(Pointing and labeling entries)
==*==
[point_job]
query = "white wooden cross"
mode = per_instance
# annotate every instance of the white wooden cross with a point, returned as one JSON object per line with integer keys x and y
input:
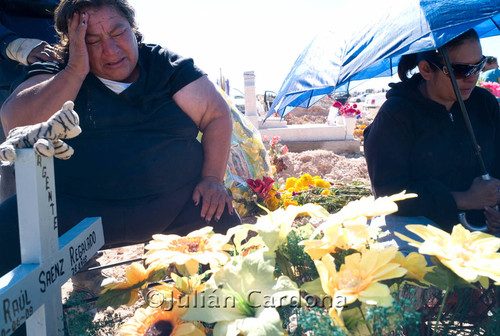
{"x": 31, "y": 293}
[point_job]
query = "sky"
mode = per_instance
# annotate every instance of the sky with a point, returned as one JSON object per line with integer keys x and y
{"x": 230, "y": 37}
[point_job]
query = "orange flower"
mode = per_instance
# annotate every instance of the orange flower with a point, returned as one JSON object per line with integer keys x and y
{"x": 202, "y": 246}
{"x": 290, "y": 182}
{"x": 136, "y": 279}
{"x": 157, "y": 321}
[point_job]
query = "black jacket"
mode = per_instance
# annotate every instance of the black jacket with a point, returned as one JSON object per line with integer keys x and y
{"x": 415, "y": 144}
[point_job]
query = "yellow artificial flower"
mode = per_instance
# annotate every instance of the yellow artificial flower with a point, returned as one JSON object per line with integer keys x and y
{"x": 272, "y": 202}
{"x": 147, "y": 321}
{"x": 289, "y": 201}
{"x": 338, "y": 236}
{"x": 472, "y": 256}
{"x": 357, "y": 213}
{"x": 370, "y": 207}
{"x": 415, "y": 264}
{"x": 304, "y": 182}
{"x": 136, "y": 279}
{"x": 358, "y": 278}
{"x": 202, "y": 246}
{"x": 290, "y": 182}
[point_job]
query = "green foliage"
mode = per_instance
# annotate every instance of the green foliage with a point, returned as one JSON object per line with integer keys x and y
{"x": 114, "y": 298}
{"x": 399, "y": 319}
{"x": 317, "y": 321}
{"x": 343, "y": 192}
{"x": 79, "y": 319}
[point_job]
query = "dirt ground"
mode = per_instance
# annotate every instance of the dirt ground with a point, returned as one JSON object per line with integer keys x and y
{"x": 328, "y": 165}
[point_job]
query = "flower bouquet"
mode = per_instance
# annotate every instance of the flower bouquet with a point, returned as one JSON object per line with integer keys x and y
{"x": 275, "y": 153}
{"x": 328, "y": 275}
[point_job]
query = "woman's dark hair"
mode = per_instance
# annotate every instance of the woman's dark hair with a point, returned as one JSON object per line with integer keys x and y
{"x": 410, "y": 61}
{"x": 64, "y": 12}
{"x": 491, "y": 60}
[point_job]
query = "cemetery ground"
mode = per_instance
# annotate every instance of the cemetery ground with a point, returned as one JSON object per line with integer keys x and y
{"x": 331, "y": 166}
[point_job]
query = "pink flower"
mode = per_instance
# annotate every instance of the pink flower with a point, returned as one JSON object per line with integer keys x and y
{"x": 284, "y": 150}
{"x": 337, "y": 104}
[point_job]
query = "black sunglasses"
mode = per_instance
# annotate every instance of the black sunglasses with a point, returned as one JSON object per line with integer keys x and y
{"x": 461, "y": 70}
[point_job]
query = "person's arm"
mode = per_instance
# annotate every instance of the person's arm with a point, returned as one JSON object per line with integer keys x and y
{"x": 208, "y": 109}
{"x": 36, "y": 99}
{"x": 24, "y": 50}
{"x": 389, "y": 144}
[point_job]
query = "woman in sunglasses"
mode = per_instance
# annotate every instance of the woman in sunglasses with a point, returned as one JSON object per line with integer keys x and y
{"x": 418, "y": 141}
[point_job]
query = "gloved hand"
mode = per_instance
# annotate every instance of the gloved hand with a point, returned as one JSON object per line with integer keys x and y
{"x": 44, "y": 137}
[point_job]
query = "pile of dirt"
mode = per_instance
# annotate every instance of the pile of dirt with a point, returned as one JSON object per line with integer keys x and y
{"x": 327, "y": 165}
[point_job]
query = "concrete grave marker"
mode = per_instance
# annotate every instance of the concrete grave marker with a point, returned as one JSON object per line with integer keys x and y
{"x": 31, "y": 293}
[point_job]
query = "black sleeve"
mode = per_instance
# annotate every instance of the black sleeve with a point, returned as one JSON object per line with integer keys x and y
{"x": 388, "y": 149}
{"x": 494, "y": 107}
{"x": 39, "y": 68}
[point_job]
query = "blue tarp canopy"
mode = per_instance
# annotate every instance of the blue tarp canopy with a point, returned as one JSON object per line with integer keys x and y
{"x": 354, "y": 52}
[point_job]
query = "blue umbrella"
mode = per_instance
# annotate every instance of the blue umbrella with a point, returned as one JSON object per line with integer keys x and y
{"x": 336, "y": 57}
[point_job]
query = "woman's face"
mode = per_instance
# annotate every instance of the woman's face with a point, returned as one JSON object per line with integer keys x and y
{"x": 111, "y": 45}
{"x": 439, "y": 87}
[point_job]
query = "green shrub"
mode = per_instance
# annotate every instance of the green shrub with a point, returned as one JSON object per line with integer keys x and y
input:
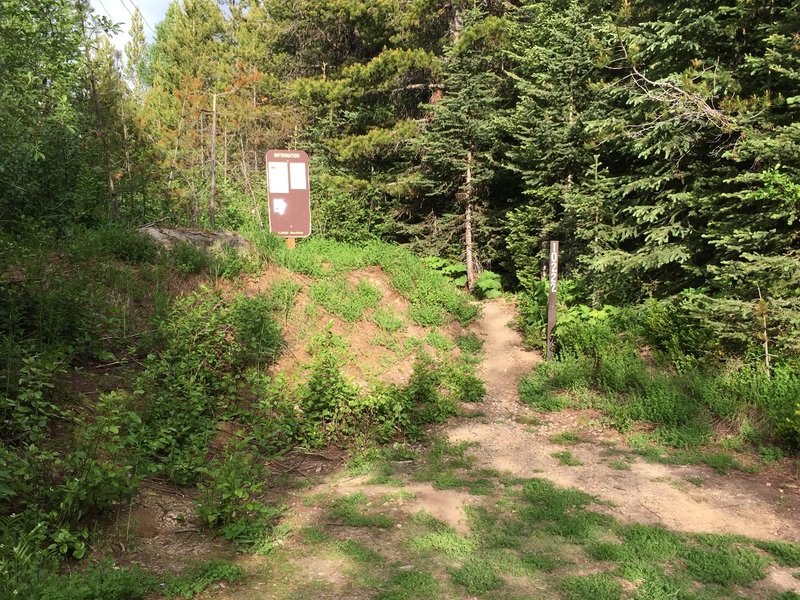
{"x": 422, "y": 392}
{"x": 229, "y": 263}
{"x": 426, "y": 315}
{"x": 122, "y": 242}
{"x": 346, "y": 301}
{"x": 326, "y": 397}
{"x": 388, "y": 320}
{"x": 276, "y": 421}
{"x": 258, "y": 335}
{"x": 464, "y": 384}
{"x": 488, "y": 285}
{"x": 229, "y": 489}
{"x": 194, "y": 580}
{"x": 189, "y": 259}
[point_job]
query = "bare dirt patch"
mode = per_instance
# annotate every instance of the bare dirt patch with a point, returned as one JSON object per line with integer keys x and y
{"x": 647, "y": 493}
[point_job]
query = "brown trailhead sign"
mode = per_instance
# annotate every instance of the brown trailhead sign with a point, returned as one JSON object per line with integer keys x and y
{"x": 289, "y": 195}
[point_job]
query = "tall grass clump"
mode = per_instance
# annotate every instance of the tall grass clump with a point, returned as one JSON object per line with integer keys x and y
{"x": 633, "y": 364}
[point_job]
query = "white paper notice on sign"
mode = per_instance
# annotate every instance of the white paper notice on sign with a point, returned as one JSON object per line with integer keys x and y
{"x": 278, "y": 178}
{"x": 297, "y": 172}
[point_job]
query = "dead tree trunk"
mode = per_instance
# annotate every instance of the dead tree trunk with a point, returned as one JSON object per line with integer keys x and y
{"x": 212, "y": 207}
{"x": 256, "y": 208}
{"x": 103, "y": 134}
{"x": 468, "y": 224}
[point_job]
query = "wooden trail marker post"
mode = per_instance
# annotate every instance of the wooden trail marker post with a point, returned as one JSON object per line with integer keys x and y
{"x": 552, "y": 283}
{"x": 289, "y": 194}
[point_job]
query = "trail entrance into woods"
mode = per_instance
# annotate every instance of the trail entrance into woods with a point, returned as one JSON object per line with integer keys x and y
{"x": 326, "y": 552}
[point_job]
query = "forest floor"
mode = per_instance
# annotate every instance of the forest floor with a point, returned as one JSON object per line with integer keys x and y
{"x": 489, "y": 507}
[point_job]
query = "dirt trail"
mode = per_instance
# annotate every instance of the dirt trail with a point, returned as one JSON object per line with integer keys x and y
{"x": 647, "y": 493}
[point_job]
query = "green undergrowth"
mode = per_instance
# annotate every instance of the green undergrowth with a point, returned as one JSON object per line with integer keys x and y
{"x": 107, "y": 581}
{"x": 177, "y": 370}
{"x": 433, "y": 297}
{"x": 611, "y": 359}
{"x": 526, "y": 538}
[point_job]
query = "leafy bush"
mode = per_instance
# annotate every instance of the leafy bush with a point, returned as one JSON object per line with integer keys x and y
==*==
◆ THE REQUEST ◆
Repeat the entries exactly and keep the pictures out of the copy.

◆ SOLUTION ◆
[point_job]
query = "white wooden cross"
mode = per_instance
# annotate every instance of the white wooden cross with a point, returned as one JSON object per line with integer keys x and y
input:
{"x": 31, "y": 293}
[point_job]
query = "sky"
mode = per_instance
# annotate every instance of the sky with a point, returned as one JSON object per line with integer keys x and y
{"x": 230, "y": 37}
[point_job]
query = "orange flower"
mode = per_instance
# annotate every instance of the orange flower with a point, returned as one JSON object per line with integer keys x and y
{"x": 202, "y": 246}
{"x": 290, "y": 182}
{"x": 136, "y": 279}
{"x": 157, "y": 321}
[point_job]
query = "black jacket"
mode = per_instance
# annotate every instance of the black jacket with a point, returned as one JSON object per line with integer keys x and y
{"x": 415, "y": 144}
[point_job]
query = "yellow artificial flower"
mode = per_instance
# annotate every instance of the yellow artificial flower with a point, returned as one JSON object per line with integer keys x and y
{"x": 272, "y": 202}
{"x": 147, "y": 321}
{"x": 289, "y": 201}
{"x": 338, "y": 236}
{"x": 472, "y": 256}
{"x": 357, "y": 213}
{"x": 370, "y": 207}
{"x": 415, "y": 264}
{"x": 304, "y": 182}
{"x": 136, "y": 279}
{"x": 358, "y": 278}
{"x": 202, "y": 246}
{"x": 290, "y": 182}
[point_job]
query = "green foliage"
mode = per_instance
# annotate every instance of the green foliage with a point, returned as one JSON object per line with integer keys x and y
{"x": 114, "y": 298}
{"x": 399, "y": 319}
{"x": 317, "y": 321}
{"x": 343, "y": 192}
{"x": 79, "y": 319}
[point_job]
query = "dirt ground"
mode = per_instance
# annotate every instance of the dirt ground with a point, returned as one JSON object per line with integer keys x and y
{"x": 328, "y": 165}
[point_job]
query = "flower bouquet"
mode = per_instance
# annotate every instance of the flower bouquet with a point, returned as one JSON object per line with integer keys x and y
{"x": 275, "y": 153}
{"x": 328, "y": 275}
[point_job]
query = "woman's dark hair"
mode = per_instance
# annotate every instance of the woman's dark hair with a point, returned as one JSON object per line with integer keys x and y
{"x": 410, "y": 61}
{"x": 64, "y": 12}
{"x": 491, "y": 60}
[point_job]
query = "cemetery ground"
mode = per_instance
# annotate every instance of the cemetery ground with a point, returned as one JSON object per line with integer keys x and y
{"x": 331, "y": 166}
[point_job]
query = "pink flower"
mode = per_instance
# annotate every instance of the pink flower with a point, returned as one JSON object per line with integer keys x and y
{"x": 284, "y": 150}
{"x": 337, "y": 104}
[point_job]
query = "black sunglasses"
mode = per_instance
# annotate every instance of the black sunglasses with a point, returned as one JSON object per line with integer keys x and y
{"x": 461, "y": 70}
[point_job]
query = "person's arm"
mode = per_instance
# annotate every instance of the person's arm with a point, returned as one JSON object per line with integer keys x and y
{"x": 208, "y": 109}
{"x": 36, "y": 99}
{"x": 24, "y": 50}
{"x": 389, "y": 144}
[point_job]
query = "woman in sunglasses"
mode = per_instance
# annotate every instance of the woman in sunglasses with a point, returned as one JSON object per line with integer keys x and y
{"x": 418, "y": 141}
[point_job]
query = "gloved hand"
mode = per_instance
# annotate every instance of the gloved hand with a point, returned as one JSON object per line with integer keys x and y
{"x": 44, "y": 137}
[point_job]
query = "pile of dirt"
mode = per_instance
# annotate every instance of the pile of dirt with a point, returned as one JSON object per line with integer keys x and y
{"x": 327, "y": 165}
[point_job]
query = "concrete grave marker"
mode = per_instance
# annotate every instance of the concrete grave marker with a point, returned as one JSON object per line with integer keys x and y
{"x": 31, "y": 293}
[point_job]
query = "black sleeve"
mode = per_instance
# annotate every instance of the black sleeve with a point, returned as one JSON object per line with integer keys x and y
{"x": 388, "y": 149}
{"x": 494, "y": 107}
{"x": 39, "y": 68}
[point_job]
query = "blue tarp canopy"
mode = per_instance
# annotate every instance of the blue tarp canopy with a point, returned as one JSON object per line with integer keys x and y
{"x": 354, "y": 52}
[point_job]
query = "blue umbrella"
mode = per_instance
# annotate every instance of the blue umbrella with a point, returned as one JSON object per line with integer keys x and y
{"x": 336, "y": 57}
[point_job]
query = "woman's face"
mode = per_instance
# annotate every instance of the woman's face with a point, returned as one JSON object per line with integer keys x and y
{"x": 111, "y": 45}
{"x": 439, "y": 87}
[point_job]
query = "green shrub"
mode = per_instance
# annotate every instance of the green shrub with a point, returned as one JSON object per line with integer keys x and y
input:
{"x": 422, "y": 392}
{"x": 229, "y": 263}
{"x": 426, "y": 315}
{"x": 122, "y": 242}
{"x": 346, "y": 301}
{"x": 326, "y": 397}
{"x": 388, "y": 320}
{"x": 276, "y": 421}
{"x": 258, "y": 335}
{"x": 464, "y": 384}
{"x": 488, "y": 285}
{"x": 229, "y": 489}
{"x": 194, "y": 580}
{"x": 189, "y": 259}
[point_job]
query = "bare dirt patch"
mode = per_instance
# annotate every instance of the bare dirt patch with a point, returned as one JSON object per line with integer keys x and y
{"x": 647, "y": 493}
[point_job]
query = "brown trailhead sign"
mode = per_instance
# annotate every instance of the brown trailhead sign with a point, returned as one JSON object per line with integer keys x and y
{"x": 289, "y": 195}
[point_job]
query = "tall grass clump"
mode = per_instance
# annotate every instance of the tall grass clump with a point, returned as one JSON object per line with integer keys x and y
{"x": 633, "y": 364}
[point_job]
query = "white paper notice on sign"
mode = per_instance
# annotate every instance of the white paper notice on sign with a point, returned as one JSON object per line with integer keys x and y
{"x": 278, "y": 178}
{"x": 297, "y": 172}
[point_job]
query = "dead tree trunk"
mode = per_instance
# annotate every instance of the dead tree trunk with a point, returned as one JSON object per line with integer keys x and y
{"x": 212, "y": 207}
{"x": 256, "y": 208}
{"x": 103, "y": 134}
{"x": 468, "y": 224}
[point_job]
query = "wooden trail marker post"
mode = per_instance
# annotate every instance of the wooden trail marker post with a point, returned as one JSON object per line with integer keys x and y
{"x": 552, "y": 283}
{"x": 289, "y": 194}
[point_job]
query = "trail entrance into woods"
mode = per_instance
# annotate every instance of the trail entrance into woods with a point, returned as one JSON object per line with integer keys x and y
{"x": 326, "y": 552}
[point_job]
query = "forest floor"
mode = per_instance
# annotate every instance of the forest floor with a point, returned as one JSON object per line with integer keys x and y
{"x": 489, "y": 507}
[point_job]
query = "dirt trail"
mode = per_instance
# annotate every instance of the dirt trail with a point, returned as one JSON object per line with integer keys x and y
{"x": 647, "y": 493}
[point_job]
query = "green undergrowth"
mode = per_instance
# annotate every instance of the green undergrowth with a point, returned as one JSON object per line with integer keys x and y
{"x": 107, "y": 581}
{"x": 177, "y": 370}
{"x": 433, "y": 297}
{"x": 611, "y": 359}
{"x": 526, "y": 538}
[point_job]
query = "leafy bush"
mode = per_instance
# annotate every instance of the leafy bush with a point, returned as one JSON object per line with integer keys x and y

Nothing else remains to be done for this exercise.